- The exercise -
Pull out every line in the listing below that contains the string "Target", and copy each of those lines unchanged.

- The data -
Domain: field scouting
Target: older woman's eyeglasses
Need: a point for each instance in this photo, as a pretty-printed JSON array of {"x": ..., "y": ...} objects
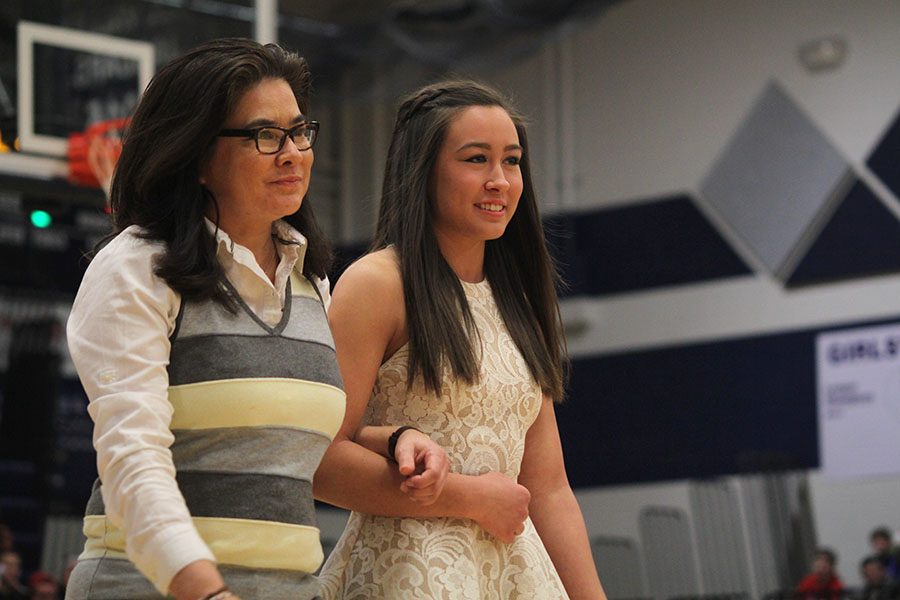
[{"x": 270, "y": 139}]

---

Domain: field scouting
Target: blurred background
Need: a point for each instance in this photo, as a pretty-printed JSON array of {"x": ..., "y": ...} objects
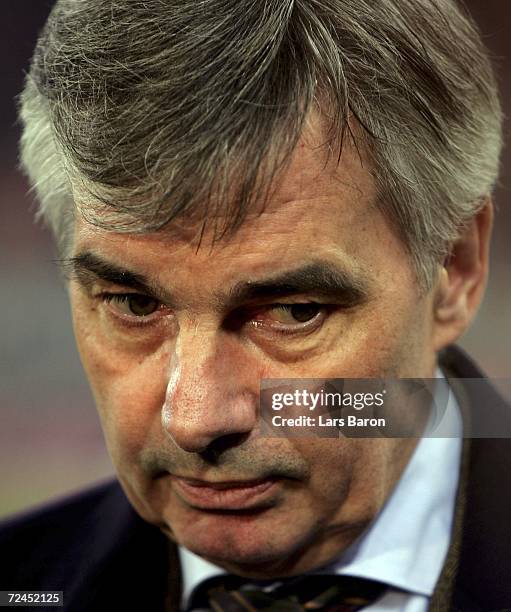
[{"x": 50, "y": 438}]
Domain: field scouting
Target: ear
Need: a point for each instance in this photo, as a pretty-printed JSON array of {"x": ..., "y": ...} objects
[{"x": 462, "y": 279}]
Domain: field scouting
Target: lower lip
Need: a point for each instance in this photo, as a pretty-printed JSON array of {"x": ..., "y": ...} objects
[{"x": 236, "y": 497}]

- Answer to the exercise -
Target: older woman's eyeglasses
Target: blurred background
Target: ear
Target: lower lip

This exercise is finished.